--- Start Working data ---

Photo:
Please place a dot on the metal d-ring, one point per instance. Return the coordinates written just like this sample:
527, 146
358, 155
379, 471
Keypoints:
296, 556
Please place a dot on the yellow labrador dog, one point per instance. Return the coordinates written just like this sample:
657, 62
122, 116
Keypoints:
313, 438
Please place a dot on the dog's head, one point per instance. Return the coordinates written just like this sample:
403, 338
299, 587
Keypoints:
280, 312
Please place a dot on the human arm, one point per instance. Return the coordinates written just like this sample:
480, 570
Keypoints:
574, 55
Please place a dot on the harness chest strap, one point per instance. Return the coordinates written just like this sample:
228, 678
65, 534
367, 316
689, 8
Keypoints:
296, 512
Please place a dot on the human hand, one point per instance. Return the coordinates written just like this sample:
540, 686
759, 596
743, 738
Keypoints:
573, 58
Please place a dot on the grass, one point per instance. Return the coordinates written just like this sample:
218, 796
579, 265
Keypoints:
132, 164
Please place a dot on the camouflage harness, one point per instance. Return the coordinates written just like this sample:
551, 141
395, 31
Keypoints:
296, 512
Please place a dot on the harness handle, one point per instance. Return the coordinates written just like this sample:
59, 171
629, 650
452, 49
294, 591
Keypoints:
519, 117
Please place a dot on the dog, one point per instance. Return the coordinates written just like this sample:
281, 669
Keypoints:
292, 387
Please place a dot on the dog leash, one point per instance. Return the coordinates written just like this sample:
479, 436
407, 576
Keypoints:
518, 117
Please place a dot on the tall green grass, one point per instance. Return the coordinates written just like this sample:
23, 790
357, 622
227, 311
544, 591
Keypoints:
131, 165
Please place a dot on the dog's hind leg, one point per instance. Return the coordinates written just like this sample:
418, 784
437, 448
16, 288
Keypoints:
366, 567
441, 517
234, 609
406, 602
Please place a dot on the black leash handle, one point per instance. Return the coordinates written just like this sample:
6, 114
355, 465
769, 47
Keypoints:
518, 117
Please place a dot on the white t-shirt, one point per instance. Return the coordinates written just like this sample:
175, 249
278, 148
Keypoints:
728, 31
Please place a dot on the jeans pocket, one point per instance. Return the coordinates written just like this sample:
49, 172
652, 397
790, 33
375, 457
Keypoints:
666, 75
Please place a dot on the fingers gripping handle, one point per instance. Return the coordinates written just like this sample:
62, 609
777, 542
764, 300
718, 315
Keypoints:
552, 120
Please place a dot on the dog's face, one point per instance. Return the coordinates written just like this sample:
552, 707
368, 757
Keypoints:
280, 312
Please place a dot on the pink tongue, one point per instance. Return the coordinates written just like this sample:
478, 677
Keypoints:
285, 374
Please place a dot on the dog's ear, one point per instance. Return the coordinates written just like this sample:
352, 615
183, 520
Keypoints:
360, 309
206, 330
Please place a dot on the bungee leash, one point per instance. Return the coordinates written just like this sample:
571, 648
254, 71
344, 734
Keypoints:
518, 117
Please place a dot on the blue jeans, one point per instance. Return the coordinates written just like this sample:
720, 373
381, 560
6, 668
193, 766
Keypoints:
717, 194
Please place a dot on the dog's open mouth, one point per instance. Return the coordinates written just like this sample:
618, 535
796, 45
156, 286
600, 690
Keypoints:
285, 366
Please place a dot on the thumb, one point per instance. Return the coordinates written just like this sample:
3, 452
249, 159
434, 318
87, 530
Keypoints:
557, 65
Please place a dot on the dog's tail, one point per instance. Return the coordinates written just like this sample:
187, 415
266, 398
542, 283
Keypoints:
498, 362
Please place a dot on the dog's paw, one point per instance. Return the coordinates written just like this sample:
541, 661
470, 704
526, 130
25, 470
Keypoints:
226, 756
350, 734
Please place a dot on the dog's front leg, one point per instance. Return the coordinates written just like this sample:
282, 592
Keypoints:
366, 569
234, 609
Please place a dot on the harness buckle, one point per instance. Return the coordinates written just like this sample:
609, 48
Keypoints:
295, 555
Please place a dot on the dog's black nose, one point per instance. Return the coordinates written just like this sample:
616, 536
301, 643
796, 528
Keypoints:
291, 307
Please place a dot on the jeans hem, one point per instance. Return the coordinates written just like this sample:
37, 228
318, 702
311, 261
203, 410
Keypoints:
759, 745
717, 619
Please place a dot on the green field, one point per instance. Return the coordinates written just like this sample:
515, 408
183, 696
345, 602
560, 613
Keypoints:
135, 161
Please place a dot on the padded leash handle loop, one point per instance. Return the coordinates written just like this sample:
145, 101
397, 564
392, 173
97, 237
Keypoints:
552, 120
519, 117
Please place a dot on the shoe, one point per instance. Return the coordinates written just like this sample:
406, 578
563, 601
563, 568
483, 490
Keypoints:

--- End Working data ---

▶ **Required task**:
Take the lines above and retype all of them exactly.

▶ **Output**:
Photo:
Please place a dot on the metal d-ring, one point per instance. Return the coordinates written just like this sample:
527, 146
358, 155
379, 471
Keypoints:
296, 556
Please place a dot on the yellow labrador dog, one point per instance. Return the coordinates written just like this sample:
657, 62
122, 116
Keypoints:
313, 438
Please place a dot on the dog's head, one point per instance. Return the coordinates written just like this sample:
403, 338
299, 587
Keypoints:
280, 312
Please place a dot on the human arm, one point per instance. Return the coordinates written just like this sample:
480, 570
Keypoints:
574, 55
Please place a dot on the harness chest strap, one point per instance. Return the coordinates written just like this sample:
228, 678
65, 534
367, 316
689, 8
Keypoints:
296, 512
Please place a dot on the human hand, one point per instance. Return the coordinates written just like this sample:
540, 686
759, 596
743, 738
Keypoints:
573, 58
Please place a dot on the grass, one point per instance. Return the coordinates written just like this sample:
218, 796
579, 265
Keypoints:
132, 164
Please place a dot on the camouflage harness, one point per instance. Return the coordinates written just like this sample:
551, 141
395, 31
Keypoints:
296, 512
Please place a dot on the harness handle, one point per instance. Return the coordinates written just like this sample:
59, 171
629, 650
452, 49
294, 591
Keypoints:
519, 117
Please place a dot on the dog, one point per instance. Return the coordinates written just like this sample:
281, 669
Keypoints:
292, 387
Please place a dot on the dog leash, one point per instance. Return the coordinates written just like this sample:
479, 436
407, 576
Keypoints:
518, 117
Please place a dot on the tall green grass, one point per instance. Return the coordinates written just like this sample:
23, 790
357, 622
227, 311
544, 591
Keypoints:
131, 165
Please place a dot on the dog's hind leg, one point per instance. Return the coordinates written just like this sample:
418, 784
437, 448
16, 288
Keypoints:
366, 567
441, 517
234, 609
406, 602
Please place a dot on the black leash handle, one point per instance. Return the coordinates written just like this sample:
6, 114
355, 465
769, 47
Keypoints:
518, 117
Please place a dot on the white t-shirt, one point per instance. Return the coordinates written just like this sample:
175, 249
278, 148
Keypoints:
728, 31
Please place a dot on the jeans pocket, one point per instance. Return the coordinates written just like this sample:
49, 172
652, 397
790, 33
375, 457
Keypoints:
666, 75
Please place a dot on the fingers gripping handle, one point per instance. Return the coordinates written just like this sample:
62, 609
777, 542
764, 300
718, 315
Keypoints:
552, 120
Please place a dot on the dog's face, one point per instance. Return the coordinates written just like this sample:
552, 707
368, 757
Keypoints:
280, 312
Please place a dot on the pink tongue, one point per instance. Return the coordinates written just like this sample:
478, 677
Keypoints:
285, 374
Please place a dot on the dog's ear, one point per instance. Return the coordinates written just like this sample:
352, 615
183, 520
Keypoints:
360, 309
206, 330
Please place a dot on the bungee leash, one point per instance. Return the coordinates written just like this sample:
571, 648
254, 71
344, 734
Keypoints:
518, 117
Please place a dot on the blue jeans, one point per instance. Return the coordinates written just like this sample:
720, 373
381, 560
6, 668
193, 766
Keypoints:
717, 194
Please place a dot on the dog's open mouth, one point per instance. Return the coordinates written just like this sample:
618, 535
796, 45
156, 286
600, 690
Keypoints:
285, 366
Please place a dot on the thumb, one point per instance. Return the coordinates written just like this sample:
3, 452
249, 159
434, 318
87, 530
Keypoints:
557, 65
Please place a dot on the dog's tail, one point per instance. Return the coordinates written just like this sample:
187, 415
266, 398
542, 283
Keypoints:
498, 362
Please place a dot on the dog's paw, one point per instance. Return the coordinates written just like this sample:
541, 661
470, 704
526, 130
25, 470
Keypoints:
226, 756
350, 734
Please place a dot on the dog's front leg, one point per instance. Return the coordinates written just like this sample:
282, 592
Keypoints:
366, 569
234, 609
Please place a dot on the harness buckle, one point per instance. Return the coordinates written just like this sample:
609, 48
Keypoints:
295, 555
Please place a dot on the dog's black nose, one point per instance. Return the coordinates written just like this sample:
616, 536
301, 643
796, 528
Keypoints:
291, 307
Please place a dot on the jeans hem, one point per instance. Return the coordinates written just like this sample:
37, 228
318, 702
311, 261
203, 410
Keypoints:
759, 745
717, 619
Please place a dot on the green field, one point per instance. Return the coordinates written just like this sample:
515, 408
183, 696
345, 602
560, 613
Keypoints:
135, 161
Please place a dot on the padded leash handle loop, one point per instance. Return the coordinates written just like this sample:
145, 101
397, 564
392, 173
97, 237
Keypoints:
552, 120
519, 117
Please place a dot on the shoe, one point per instance. Return the coordinates written just like this sample:
406, 578
563, 601
563, 568
483, 490
Keypoints:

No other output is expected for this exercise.